◆ Quoted passage
John Stanford becomes superintendent of Seattle Public Schools on September 1, 1995.

  • By David Wilma
  • Posted 6/08/2001
  • HistoryLink.org Essay 3347
On September 1, 1995, John Stanford (1938-1998), a retired Army Major General, becomes superintendent of Seattle Public Schools. Stanford immediately proposes changes to the way the school system serves students and the community. He will bring a dynamic leadership style to education and will become a spokesman for children's issues.

John Henry Stanford was born September 14, 1938, at Darby, Pennsylvania, outside Philadelphia. He graduated from the University of Pennsylvania in 1961 and entered the U.S. Army where he was an aviator in the Transportation Corps. He rose to the rank of Major General and retired in July 1991.

Stanford started a second career in public service as the county manager in Fulton County (Atlanta), Georgia. In July 1995, he was recruited by the Seattle School Board to be superintendent, one of the few big-city superintendents without a background in eduction. The consideration of a former general for the job initially drew some criticism. But when Stanford described his ideas and when people saw his gentlemanly manner, he was a hit.

On his first day on the job in September, he announced that poor customer service would be a firing offense, and he proposed that all central-office staff spend one day a week in one of the district's schools. Within a week, he offered tougher academic standards for students, a reading offensive, and holding students back a grade if they did not meet academic standards. He promised that the district's building program would be "on cost and on time." When told that his plans could not be done, he said, "It's never been done, and therefore, we will do it" (The Seattle Times).

Stanford quickly adopted a high profile in Seattle, calling himself a children's crusader. He declared that Seattle's controlled choice program for racial balance did not serve minority students. At his urging, the school district abandoned race-based busing in 1996, replacing it with magnet schools and school choices within neighborhoods.

He worked tirelessly, often 16 hours a day. Where some superintendents might have sent representatives, Stanford appeared personally at meetings with parents. He tackled the sluggish bureaucracy that had overtaken the school system. Principals were given more autonomy and were held more accountable. He gained the confidence of the teachers' union.

Test scores rose and the performance gap between white and minority students narrowed. He boosted the support of athletics. His personal charisma appealed to adults and to students. During school visits, children would cluster around him and ask for his autograph. Parents left notes under his car windshield wipers with comments and ideas.

In April 1998, Stanford announced that he was suffering from leukemia. He was hospitalized, then returned to work. The cancer treatments of the following months were unsuccessful. John Stanford died on November 28, 1998.

Stanford's leadership was memorialized with the establishment of the John Stanford International School, one of the programs he founded. Seattle Times columnist Joni Balter wrote:

"He brought leadership other politicians dream about. He improved the schools. He gave the community hope."


Sources: "Tribute to John Stanford," The Seattle Times, 2000 (seattletimes.nwsource.com/special/ stanford/index.html); Joni Balter, "Remembering John Stanford From The Very Beginning," Ibid., November 29, 1998, (seattletimes.nwsource.com/stanford/ stories/joni_112998.html).

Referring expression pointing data
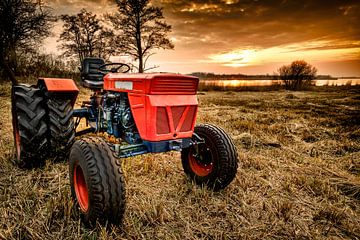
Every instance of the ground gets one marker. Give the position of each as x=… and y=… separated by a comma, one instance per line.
x=298, y=177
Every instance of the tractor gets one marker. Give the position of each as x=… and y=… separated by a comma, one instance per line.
x=144, y=113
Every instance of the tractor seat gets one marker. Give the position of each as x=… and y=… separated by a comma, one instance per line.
x=91, y=77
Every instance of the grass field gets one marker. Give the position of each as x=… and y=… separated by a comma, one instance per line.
x=299, y=177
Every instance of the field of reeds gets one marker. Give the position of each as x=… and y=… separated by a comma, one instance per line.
x=298, y=177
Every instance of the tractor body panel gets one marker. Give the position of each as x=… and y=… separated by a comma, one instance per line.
x=164, y=106
x=60, y=86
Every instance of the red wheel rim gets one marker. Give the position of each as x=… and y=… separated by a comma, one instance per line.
x=199, y=167
x=81, y=191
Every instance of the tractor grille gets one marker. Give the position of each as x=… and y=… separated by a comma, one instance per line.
x=173, y=86
x=176, y=114
x=162, y=122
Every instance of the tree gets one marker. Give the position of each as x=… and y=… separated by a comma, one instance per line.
x=23, y=24
x=83, y=36
x=298, y=75
x=141, y=30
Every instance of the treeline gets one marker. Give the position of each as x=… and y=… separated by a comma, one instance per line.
x=213, y=76
x=136, y=30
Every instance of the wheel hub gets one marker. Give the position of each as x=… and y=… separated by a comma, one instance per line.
x=201, y=160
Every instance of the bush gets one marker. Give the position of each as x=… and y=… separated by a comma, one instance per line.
x=298, y=75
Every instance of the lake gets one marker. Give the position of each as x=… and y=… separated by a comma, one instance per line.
x=254, y=83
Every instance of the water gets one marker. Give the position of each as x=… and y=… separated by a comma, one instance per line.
x=255, y=83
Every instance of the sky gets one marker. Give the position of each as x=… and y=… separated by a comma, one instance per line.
x=249, y=36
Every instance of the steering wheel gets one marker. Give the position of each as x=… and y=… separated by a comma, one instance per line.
x=104, y=68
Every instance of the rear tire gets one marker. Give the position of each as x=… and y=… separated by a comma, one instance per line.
x=213, y=163
x=97, y=182
x=61, y=126
x=29, y=126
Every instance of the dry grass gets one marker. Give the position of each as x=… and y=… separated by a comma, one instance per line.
x=299, y=177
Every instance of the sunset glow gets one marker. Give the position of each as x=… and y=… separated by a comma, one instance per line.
x=252, y=37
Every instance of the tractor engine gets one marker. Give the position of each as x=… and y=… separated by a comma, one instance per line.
x=117, y=118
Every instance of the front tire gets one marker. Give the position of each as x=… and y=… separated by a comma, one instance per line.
x=29, y=126
x=212, y=163
x=97, y=182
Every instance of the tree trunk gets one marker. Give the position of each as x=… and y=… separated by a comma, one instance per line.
x=8, y=72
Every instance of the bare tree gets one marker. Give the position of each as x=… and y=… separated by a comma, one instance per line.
x=141, y=29
x=298, y=75
x=83, y=36
x=23, y=24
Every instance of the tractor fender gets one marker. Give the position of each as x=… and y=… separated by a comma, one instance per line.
x=66, y=88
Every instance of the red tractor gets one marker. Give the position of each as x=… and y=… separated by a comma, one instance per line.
x=146, y=113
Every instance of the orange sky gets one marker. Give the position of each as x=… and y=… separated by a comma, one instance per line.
x=250, y=36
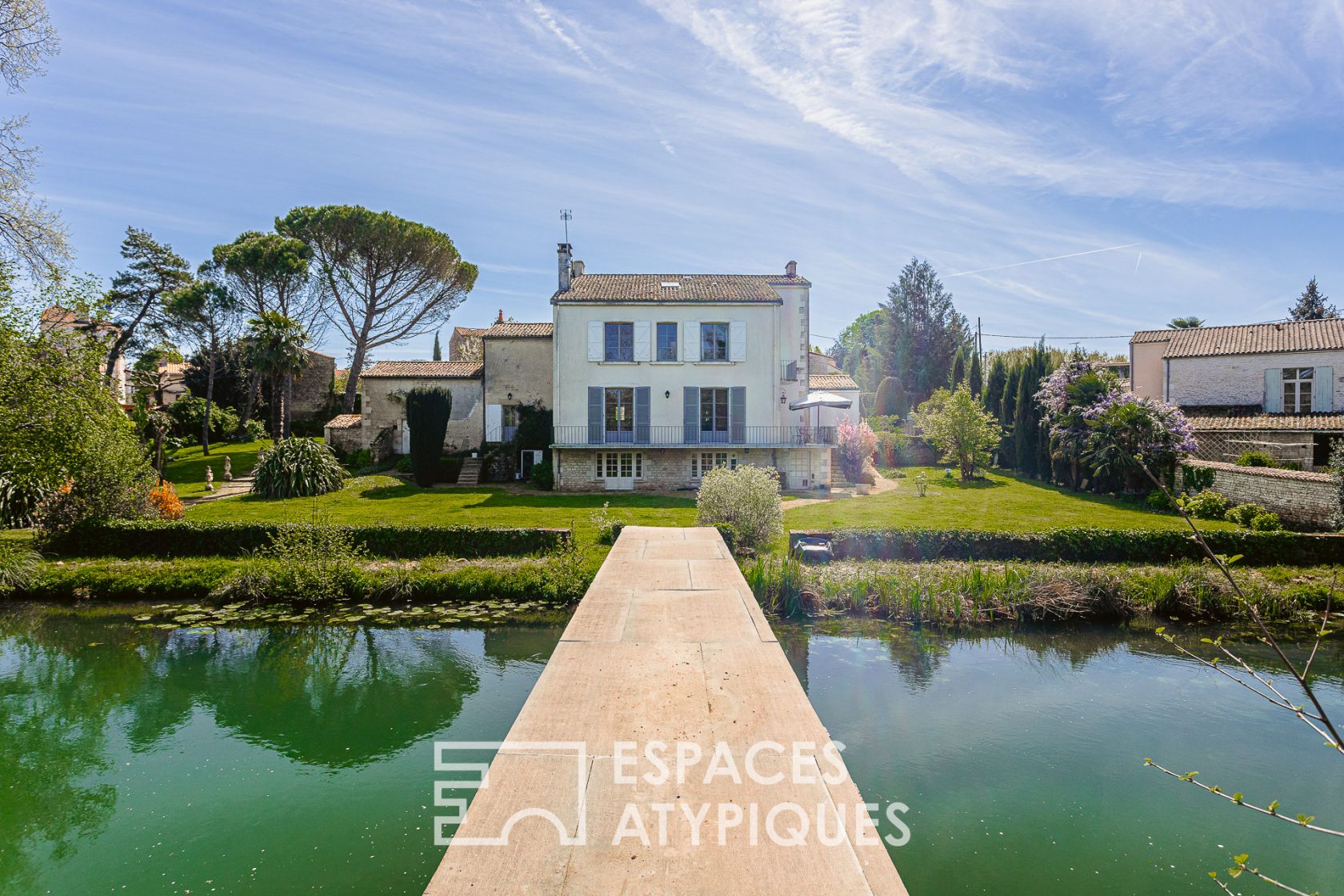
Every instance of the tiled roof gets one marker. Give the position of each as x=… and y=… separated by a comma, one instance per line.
x=1251, y=421
x=831, y=382
x=690, y=288
x=510, y=330
x=1152, y=336
x=1253, y=338
x=425, y=370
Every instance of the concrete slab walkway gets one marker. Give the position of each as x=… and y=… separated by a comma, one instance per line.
x=668, y=648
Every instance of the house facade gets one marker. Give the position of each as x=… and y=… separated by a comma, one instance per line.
x=1257, y=387
x=660, y=378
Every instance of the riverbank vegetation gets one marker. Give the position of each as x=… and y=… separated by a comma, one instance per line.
x=962, y=593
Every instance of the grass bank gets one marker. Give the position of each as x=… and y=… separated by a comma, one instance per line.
x=999, y=502
x=968, y=593
x=391, y=502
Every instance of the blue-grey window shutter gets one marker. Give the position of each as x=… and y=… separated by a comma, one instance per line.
x=691, y=414
x=1322, y=390
x=738, y=414
x=1273, y=391
x=594, y=414
x=642, y=414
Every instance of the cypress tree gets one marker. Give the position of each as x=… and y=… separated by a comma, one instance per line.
x=1025, y=423
x=426, y=415
x=995, y=386
x=889, y=397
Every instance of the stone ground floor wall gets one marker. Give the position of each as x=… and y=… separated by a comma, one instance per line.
x=1304, y=500
x=671, y=469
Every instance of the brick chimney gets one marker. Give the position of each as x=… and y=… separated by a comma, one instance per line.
x=565, y=253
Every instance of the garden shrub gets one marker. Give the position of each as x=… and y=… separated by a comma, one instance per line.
x=298, y=468
x=1255, y=458
x=183, y=539
x=164, y=502
x=747, y=498
x=1243, y=514
x=189, y=417
x=1085, y=546
x=19, y=566
x=1266, y=522
x=543, y=476
x=1207, y=506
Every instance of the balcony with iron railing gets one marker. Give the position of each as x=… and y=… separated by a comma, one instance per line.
x=735, y=435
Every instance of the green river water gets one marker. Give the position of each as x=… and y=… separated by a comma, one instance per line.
x=298, y=759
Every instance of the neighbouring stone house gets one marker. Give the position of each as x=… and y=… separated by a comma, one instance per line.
x=516, y=368
x=1254, y=387
x=55, y=318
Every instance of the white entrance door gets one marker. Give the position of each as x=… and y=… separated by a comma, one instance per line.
x=620, y=472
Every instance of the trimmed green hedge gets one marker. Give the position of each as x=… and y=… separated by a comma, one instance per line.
x=195, y=579
x=1081, y=546
x=189, y=539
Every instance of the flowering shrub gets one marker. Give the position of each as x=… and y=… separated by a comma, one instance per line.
x=747, y=498
x=164, y=502
x=854, y=448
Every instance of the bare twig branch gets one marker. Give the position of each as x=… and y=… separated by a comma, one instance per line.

◆ Brief
According to the essay about John Stanford, what did the school district replace race-based busing with in 1996? Rely only on the essay about John Stanford for what follows.

◆ Answer to the exercise
Magnet schools and school choices within neighborhoods.